▸ **Records from a collection**
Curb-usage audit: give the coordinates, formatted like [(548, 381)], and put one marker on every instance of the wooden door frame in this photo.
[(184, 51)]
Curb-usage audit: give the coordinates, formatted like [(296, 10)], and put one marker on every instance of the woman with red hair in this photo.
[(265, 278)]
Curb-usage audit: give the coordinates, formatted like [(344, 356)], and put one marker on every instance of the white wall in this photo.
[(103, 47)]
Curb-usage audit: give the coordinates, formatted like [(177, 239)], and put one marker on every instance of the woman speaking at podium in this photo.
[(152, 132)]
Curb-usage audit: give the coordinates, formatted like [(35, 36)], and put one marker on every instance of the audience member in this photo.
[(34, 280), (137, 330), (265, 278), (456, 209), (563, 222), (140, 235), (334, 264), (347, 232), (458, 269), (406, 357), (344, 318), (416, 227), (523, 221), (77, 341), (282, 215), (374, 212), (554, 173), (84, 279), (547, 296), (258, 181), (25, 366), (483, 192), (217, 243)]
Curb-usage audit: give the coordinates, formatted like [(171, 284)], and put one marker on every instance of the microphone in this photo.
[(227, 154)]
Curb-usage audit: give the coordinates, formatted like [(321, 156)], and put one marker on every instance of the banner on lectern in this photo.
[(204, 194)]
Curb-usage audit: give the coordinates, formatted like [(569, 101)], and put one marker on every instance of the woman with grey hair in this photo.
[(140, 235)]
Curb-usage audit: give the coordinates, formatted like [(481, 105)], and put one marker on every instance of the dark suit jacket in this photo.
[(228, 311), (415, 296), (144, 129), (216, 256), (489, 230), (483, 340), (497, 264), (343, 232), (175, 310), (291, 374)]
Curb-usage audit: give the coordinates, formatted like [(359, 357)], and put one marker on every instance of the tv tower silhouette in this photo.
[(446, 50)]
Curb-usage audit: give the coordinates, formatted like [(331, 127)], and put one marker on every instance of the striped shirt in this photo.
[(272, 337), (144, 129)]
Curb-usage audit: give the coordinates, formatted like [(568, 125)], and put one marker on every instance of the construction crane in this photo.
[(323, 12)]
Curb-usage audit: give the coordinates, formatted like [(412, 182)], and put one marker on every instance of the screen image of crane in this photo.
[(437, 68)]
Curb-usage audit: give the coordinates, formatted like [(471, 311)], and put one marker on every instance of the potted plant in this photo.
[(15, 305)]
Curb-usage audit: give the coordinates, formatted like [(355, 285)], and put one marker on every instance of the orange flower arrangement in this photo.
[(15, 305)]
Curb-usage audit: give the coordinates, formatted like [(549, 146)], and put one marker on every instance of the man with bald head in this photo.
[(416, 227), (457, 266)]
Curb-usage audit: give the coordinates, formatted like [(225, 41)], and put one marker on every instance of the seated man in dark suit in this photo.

▸ **Set problem**
Transcribe every line of the material above word for word, changing nothing.

▸ **Answer to the exercise**
Curb-usage audit: give the coordinates, formatted like [(548, 381)], and put one marker on every instance of the wooden door frame in this photo.
[(184, 51)]
Curb-usage audit: give the coordinates, formatted like [(296, 10)], and put one marker on every instance of the woman with red hair in this photo.
[(265, 278)]
Curb-usage audit: give the coordinates, formatted like [(344, 356)], and put one marker on every instance of the white wall in this photo.
[(103, 47)]
Curb-usage audit: give the coordinates, formatted like [(177, 239)], and put one marker on every instance of the woman speaking at podium in this photo.
[(152, 132)]
Curb-usage audit: give the coordinates, formatted like [(35, 36)], and put one marker on every instance of the audience member in this photo.
[(34, 280), (137, 330), (265, 278), (456, 209), (563, 222), (140, 235), (334, 264), (347, 232), (458, 269), (406, 357), (344, 318), (416, 227), (523, 221), (77, 341), (282, 215), (374, 212), (554, 173), (84, 279), (547, 296), (258, 181), (25, 366), (483, 192), (217, 243)]
Curb-usage audit: give the coordinates, formatted like [(171, 284)], and put one marker on every instance of the microphone in this photo.
[(227, 154)]
Curb-usage audit: give the coordinates, formatted like [(321, 156)], and put one marker on every instance of the banner on lectern in this photo.
[(204, 194)]
Curb-usage audit: give the coordinates, formatted like [(569, 101)], and put one marker on every instance of the woman with grey hair in this photo.
[(140, 235)]
Curb-usage audit: give the coordinates, formatted like [(481, 105)], and put one marker on every instance of the dark suit jacket in this photo.
[(228, 311), (415, 296), (144, 129), (216, 256), (489, 230), (483, 340), (497, 264), (343, 232), (175, 310), (291, 374)]
Curb-usage audit: give the coordinates, formatted like [(359, 357)], and put one marker on every instance of the tv tower silhouette in this photo.
[(446, 50)]
Curb-usage audit: give the coordinates, formatted like [(331, 127)], and put one marker on every instance of the striped shirt in this photo.
[(272, 337), (144, 129)]
Curb-usage audit: give the coordinates, formatted like [(568, 125)], and put one marker on every instance of the construction crane in this photo.
[(323, 12)]
Curb-usage audit: give the coordinates, formatted like [(412, 182)], and put one marker on every instance of the screen image of crane in this photo.
[(437, 68)]
Curb-usage audit: give the coordinates, formatted like [(471, 311)], and put one marker on every instance of the potted plant in this photo.
[(15, 305)]
Curb-usage audit: give the coordinates, formatted like [(355, 285)], and put one marker on every instance of the orange flower arrangement in this photo.
[(15, 305)]
Curb-usage audit: give the coordinates, formatted like [(549, 146)], and put one marker on every instance of the man with bald head in this photo.
[(416, 227), (457, 266)]
Curb-usage audit: give the coordinates, formatted like [(225, 41)], and put one marker on every instance of the seated man in dark suit in this photo.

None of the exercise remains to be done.